## [To do]
Collect every row below that contains the string "hand" and copy each one in full. Case counts when matching.

[Excerpts from point annotation data]
========================

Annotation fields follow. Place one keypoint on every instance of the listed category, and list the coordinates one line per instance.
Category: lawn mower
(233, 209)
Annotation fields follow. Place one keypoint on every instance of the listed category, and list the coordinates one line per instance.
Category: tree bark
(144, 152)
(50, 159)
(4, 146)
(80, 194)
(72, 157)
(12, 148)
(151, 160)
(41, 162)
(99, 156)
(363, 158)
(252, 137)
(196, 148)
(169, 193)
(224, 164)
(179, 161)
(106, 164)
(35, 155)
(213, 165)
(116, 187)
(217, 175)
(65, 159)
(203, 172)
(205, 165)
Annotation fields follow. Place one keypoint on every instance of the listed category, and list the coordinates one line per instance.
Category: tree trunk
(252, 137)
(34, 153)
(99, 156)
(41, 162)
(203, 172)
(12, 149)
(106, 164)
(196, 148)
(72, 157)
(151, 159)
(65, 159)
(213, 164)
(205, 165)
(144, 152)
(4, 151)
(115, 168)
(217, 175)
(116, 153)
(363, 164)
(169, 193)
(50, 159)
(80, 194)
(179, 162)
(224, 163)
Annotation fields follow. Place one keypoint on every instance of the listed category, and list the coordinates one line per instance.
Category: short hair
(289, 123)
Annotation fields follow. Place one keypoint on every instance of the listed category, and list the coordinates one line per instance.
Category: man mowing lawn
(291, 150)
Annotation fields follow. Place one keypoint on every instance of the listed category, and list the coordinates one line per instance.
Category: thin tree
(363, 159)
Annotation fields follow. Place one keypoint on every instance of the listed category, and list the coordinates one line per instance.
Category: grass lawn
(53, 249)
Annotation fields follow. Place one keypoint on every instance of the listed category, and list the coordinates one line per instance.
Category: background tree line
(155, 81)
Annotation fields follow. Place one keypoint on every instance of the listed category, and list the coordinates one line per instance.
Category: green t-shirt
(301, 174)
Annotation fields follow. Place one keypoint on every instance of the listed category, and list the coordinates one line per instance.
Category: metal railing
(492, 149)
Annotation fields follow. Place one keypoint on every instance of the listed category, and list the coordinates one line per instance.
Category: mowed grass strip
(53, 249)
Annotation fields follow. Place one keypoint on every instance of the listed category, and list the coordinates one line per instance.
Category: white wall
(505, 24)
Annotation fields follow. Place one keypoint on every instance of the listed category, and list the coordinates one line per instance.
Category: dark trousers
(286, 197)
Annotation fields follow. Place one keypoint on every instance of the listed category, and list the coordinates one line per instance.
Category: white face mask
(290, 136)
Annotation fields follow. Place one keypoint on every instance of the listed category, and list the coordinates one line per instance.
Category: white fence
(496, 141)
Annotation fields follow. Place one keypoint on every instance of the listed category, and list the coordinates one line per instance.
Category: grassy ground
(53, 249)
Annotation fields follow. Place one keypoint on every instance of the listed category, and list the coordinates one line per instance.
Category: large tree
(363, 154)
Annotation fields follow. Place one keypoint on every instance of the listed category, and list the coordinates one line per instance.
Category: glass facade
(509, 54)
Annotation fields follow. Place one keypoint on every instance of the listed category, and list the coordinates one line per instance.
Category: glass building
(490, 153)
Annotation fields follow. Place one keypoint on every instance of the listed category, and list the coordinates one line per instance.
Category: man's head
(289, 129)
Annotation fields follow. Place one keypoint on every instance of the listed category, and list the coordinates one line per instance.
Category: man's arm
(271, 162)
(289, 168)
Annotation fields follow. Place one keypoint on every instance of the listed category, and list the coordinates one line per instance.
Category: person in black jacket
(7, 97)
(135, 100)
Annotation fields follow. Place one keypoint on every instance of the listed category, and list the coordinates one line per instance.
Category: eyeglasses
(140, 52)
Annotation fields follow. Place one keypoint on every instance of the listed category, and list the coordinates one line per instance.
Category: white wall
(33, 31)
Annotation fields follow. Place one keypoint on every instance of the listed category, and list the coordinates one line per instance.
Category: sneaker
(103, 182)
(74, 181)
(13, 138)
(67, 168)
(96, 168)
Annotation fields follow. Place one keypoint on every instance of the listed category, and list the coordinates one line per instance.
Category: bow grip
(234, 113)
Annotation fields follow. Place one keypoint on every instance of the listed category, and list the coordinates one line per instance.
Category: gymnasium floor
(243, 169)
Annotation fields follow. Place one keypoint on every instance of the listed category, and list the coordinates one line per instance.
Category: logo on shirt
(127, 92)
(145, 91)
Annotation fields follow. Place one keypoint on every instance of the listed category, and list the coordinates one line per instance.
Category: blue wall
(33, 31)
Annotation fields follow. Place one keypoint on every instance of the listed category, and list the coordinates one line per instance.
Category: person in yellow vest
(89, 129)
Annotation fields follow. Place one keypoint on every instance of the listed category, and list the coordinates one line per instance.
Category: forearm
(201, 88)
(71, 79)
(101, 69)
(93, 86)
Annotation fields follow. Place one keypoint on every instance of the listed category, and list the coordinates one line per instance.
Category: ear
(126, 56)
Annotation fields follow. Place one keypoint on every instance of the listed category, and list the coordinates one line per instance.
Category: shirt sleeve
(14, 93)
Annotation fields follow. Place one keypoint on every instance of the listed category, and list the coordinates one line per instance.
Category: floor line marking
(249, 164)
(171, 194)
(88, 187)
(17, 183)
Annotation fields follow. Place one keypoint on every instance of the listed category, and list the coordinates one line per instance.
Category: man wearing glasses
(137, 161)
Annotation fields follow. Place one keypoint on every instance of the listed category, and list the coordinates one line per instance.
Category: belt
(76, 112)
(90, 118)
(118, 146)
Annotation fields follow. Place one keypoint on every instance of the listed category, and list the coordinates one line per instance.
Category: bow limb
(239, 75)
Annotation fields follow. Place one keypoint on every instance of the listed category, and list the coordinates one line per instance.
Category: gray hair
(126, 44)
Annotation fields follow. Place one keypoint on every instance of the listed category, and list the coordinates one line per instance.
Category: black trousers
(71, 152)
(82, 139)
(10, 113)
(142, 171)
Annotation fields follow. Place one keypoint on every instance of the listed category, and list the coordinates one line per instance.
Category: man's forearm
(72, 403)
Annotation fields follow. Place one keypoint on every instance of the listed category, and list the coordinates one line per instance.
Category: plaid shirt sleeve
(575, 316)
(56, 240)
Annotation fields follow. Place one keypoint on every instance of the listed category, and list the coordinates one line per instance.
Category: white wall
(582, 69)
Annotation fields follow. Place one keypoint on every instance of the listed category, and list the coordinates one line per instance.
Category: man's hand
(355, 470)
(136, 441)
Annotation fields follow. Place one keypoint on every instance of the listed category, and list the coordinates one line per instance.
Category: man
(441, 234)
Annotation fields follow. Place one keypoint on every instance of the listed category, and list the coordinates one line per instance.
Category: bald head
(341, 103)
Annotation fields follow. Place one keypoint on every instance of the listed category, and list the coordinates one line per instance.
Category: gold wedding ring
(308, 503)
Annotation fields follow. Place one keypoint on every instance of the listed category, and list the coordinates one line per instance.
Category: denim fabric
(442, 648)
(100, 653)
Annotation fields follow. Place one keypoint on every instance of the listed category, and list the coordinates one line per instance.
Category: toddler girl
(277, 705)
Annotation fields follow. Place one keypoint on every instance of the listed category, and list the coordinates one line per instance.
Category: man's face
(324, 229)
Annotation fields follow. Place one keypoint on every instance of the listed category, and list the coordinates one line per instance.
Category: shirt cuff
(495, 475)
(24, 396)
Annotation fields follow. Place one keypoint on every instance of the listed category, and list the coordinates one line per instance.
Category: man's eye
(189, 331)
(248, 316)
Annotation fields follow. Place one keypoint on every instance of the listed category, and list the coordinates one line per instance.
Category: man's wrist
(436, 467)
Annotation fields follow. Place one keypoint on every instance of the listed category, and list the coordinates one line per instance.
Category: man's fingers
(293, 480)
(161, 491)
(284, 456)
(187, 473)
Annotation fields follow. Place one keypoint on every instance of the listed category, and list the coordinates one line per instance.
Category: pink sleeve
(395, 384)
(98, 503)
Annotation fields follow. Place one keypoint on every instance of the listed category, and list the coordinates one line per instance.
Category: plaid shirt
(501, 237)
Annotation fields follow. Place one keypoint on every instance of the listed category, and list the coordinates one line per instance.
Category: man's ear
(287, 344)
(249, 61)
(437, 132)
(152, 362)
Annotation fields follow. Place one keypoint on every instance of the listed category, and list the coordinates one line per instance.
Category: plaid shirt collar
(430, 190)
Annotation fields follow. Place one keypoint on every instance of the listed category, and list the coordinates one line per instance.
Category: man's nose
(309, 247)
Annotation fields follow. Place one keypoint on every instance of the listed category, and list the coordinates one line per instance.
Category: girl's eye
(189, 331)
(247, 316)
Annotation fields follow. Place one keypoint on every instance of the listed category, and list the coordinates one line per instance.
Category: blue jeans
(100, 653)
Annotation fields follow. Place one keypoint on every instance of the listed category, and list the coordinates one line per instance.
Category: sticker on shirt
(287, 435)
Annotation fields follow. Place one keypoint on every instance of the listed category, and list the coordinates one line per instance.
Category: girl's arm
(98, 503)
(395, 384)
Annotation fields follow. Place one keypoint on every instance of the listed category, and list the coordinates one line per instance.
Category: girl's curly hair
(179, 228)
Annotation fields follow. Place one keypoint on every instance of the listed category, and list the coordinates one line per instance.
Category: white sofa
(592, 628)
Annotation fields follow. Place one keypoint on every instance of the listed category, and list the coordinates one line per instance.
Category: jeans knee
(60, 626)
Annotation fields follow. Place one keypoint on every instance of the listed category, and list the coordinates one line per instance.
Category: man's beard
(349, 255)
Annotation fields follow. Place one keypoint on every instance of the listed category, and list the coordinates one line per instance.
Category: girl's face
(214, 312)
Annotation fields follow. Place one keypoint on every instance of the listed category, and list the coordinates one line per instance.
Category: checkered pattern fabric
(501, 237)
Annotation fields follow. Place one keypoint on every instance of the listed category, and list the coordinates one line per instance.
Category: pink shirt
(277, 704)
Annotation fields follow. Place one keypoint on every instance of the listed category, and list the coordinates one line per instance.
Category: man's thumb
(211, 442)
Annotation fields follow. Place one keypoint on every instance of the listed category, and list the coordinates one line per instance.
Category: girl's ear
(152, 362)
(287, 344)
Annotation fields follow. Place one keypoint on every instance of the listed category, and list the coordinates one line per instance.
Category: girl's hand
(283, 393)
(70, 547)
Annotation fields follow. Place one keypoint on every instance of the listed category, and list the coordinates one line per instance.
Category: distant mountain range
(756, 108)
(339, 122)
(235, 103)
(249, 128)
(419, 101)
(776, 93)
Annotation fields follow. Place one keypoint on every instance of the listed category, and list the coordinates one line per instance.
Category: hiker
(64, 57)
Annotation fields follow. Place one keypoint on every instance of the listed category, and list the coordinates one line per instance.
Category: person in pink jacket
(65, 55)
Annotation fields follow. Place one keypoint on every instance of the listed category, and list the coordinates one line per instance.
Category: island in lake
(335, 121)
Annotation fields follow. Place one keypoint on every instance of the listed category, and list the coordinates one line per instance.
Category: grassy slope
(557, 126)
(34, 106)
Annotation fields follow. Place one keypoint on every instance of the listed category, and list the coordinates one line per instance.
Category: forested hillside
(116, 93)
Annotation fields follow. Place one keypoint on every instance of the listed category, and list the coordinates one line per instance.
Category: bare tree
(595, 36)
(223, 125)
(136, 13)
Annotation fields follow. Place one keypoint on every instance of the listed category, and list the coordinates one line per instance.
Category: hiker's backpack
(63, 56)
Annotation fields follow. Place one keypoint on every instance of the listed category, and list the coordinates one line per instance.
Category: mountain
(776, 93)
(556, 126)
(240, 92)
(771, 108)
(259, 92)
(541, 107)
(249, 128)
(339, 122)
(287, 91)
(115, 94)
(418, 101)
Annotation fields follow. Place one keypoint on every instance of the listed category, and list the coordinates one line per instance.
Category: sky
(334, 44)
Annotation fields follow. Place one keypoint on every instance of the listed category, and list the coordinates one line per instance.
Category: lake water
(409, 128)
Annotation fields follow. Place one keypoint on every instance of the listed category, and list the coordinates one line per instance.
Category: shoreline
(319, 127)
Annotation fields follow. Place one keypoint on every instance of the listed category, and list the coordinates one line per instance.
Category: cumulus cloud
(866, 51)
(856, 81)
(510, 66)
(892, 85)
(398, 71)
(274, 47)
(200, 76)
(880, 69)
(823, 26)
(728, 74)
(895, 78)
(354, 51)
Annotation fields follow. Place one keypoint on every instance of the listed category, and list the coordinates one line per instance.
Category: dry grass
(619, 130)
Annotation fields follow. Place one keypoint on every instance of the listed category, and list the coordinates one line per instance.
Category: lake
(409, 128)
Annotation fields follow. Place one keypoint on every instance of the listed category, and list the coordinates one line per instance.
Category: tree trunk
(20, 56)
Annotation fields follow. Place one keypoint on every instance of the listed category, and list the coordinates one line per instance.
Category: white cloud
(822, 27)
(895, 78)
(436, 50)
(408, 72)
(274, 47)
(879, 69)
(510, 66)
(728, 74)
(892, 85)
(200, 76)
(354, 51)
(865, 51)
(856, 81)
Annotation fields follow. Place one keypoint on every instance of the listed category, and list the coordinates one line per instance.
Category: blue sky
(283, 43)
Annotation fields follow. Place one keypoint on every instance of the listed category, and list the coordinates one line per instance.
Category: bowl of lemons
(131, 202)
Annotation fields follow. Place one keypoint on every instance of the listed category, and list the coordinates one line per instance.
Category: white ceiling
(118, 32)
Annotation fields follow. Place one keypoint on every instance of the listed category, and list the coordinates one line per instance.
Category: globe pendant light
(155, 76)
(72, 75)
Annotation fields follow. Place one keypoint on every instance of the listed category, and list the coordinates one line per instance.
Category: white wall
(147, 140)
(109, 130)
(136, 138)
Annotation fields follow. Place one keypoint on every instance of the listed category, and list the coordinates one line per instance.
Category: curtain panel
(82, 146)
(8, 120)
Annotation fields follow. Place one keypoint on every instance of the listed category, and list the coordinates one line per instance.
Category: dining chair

========================

## [Expected output]
Category: man's hand
Category: girl's hand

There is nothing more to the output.